--- start DOCUMENT SEGMENT ---
I suspect it is some unfortunate interference between the jvm and the Intel OpenCL implementation. I would be glad for some expert judgment on this.

gpu commented 8 years ago

Sorry for the delay. "Non deterministic" sounds concerning. Admittedly, I'll have to re-read this, as I'm not really familiar with Scala. Maybe I can also try it out, I wanted to give Scala another try anyhow, but am not sure when I will be able to do this.

Until then: Where does the parallelism come into play here? I assume that you are really talking about multiple host threads, right?

And... is there a Java program that shows the same problem? (If not, I'll try out the Scala version ASAP).

TPolzer commented 8 years ago

Nothing scala specific here really, just that my code was already in scala.

I am talking about multiple host threads all mapping and writing memory at the same time.

gpu commented 8 years ago

The main question was: Which parts of this code, exactly, are executed in parallel? I just don't know for sure what def stream(...) etc. is actually doing. The documentation at https://www.khronos.org/registry/cl/sdk/1.0/docs/man/xhtml/clEnqueueMapBuffer.html states many cases where the behavior is undefined, and I'd like to figure out whether one of these cases applies here. For example, it says that

Mapping (and unmapping) overlapped regions of a buffer or image memory object for writing is undefined.

and I'm not sure whether this is the case here.

Otherwise, I'll try to have a closer look at this soon, but the mix of guessing, reading Scala-docs and deriving what it is likely doing in the background seems ... non-deterministic ;-) I'd really like to pin this down to a case that I can analyze quickly and reliably.
--- end DOCUMENT SEGMENT ---
**EXERCISE**. According to the forum thread, why does gpu ask which parts of the code run in parallel? Reply in one to three sentences.
--- start RECORD SET ---
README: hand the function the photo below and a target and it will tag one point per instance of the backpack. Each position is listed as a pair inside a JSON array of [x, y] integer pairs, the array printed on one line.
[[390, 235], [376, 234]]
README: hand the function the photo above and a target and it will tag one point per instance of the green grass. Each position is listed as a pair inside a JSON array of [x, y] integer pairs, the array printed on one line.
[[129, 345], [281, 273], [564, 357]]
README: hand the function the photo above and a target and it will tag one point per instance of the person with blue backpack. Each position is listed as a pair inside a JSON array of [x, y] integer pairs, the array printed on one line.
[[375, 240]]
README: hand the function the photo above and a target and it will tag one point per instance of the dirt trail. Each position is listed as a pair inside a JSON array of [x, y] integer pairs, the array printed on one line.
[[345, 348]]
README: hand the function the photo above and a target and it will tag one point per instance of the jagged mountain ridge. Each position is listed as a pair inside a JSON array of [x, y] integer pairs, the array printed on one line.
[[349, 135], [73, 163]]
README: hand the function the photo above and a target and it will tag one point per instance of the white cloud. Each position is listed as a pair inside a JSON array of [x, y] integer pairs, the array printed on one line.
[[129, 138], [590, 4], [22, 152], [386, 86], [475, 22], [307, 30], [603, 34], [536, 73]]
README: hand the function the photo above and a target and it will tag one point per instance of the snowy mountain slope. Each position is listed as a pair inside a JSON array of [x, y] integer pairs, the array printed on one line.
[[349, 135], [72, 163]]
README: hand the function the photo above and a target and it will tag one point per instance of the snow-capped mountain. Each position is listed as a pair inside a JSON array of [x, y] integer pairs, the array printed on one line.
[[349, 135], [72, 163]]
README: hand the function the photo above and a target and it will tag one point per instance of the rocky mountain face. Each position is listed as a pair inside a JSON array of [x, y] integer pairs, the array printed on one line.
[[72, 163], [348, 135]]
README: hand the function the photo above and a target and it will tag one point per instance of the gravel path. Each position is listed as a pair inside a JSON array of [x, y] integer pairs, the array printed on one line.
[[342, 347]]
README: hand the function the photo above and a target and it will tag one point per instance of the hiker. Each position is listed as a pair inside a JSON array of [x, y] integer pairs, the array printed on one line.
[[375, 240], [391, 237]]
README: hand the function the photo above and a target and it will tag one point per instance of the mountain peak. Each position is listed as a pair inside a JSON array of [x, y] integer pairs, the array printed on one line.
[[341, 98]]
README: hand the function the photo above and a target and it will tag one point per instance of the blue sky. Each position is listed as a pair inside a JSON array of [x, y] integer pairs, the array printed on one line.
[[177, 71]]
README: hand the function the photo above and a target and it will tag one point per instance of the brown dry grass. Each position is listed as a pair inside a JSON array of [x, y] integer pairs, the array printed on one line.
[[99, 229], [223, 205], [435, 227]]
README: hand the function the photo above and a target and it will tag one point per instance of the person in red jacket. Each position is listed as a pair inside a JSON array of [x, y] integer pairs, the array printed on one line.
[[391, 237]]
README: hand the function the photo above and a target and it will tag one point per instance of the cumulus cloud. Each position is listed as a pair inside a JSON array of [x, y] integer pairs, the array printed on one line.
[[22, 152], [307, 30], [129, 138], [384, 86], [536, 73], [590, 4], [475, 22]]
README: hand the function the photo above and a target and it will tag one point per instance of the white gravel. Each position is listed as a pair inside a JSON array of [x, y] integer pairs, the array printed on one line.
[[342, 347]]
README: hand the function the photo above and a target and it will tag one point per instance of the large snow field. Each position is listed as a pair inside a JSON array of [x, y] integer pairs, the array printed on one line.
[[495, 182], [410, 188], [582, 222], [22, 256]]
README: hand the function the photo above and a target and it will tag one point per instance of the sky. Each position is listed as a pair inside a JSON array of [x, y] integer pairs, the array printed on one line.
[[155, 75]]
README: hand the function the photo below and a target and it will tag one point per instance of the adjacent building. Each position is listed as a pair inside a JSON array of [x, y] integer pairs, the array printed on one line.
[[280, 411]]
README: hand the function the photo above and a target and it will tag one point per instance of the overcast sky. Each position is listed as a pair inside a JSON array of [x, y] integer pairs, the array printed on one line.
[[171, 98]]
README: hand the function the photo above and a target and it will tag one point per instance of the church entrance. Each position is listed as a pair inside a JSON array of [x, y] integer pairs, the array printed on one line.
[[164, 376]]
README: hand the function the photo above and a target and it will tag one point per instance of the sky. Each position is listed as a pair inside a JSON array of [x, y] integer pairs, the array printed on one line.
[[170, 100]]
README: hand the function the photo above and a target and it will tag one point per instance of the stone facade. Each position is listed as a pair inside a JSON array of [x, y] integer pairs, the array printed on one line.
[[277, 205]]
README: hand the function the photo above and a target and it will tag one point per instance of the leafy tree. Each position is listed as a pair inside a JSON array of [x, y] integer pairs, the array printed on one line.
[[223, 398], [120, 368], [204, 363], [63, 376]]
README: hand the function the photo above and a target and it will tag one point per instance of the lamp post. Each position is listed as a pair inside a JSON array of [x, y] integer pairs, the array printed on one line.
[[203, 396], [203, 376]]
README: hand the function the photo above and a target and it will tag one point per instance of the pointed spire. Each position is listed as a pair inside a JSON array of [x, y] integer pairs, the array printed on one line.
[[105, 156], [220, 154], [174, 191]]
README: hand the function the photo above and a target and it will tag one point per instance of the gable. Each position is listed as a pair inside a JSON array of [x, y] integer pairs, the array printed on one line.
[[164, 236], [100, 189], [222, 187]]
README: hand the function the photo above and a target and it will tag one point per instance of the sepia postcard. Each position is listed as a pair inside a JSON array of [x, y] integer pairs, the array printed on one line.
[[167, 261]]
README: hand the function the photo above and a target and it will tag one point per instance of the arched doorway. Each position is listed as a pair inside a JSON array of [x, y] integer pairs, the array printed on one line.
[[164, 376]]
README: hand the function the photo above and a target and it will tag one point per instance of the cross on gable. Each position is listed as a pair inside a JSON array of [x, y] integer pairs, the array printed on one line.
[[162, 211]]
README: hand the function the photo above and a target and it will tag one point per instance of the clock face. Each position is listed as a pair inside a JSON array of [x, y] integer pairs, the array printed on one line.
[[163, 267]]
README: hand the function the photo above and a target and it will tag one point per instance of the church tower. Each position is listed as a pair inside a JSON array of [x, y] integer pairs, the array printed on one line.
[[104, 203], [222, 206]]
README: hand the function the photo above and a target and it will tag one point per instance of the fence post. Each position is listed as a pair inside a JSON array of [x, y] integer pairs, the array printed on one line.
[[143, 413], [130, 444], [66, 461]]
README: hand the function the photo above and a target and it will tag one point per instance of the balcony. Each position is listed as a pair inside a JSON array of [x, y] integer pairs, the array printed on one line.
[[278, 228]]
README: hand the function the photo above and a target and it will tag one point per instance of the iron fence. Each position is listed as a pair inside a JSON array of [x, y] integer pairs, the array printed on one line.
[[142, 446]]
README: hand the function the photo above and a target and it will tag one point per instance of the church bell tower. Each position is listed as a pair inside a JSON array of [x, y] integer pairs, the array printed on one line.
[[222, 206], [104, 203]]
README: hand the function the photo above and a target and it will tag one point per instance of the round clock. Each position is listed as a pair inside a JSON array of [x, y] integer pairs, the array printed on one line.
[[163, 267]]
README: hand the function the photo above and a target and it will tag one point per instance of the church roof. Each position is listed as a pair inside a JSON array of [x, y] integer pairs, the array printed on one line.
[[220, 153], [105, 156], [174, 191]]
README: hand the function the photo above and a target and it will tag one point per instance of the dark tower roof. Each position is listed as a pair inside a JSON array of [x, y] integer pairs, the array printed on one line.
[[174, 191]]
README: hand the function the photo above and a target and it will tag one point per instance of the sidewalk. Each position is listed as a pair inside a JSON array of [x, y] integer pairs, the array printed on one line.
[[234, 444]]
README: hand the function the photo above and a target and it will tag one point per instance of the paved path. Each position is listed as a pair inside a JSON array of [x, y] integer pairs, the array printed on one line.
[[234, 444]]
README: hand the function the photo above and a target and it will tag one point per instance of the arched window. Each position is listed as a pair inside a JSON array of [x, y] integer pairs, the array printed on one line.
--- end RECORD SET ---
**WORKED ANSWER**. The clEnqueueMapBuffer documentation lists many cases with undefined behavior, such as mapping and unmapping overlapping regions of a buffer or image memory object for writing. gpu wants to find out whether one of those cases applies, and is not sure what def stream(...) actually does.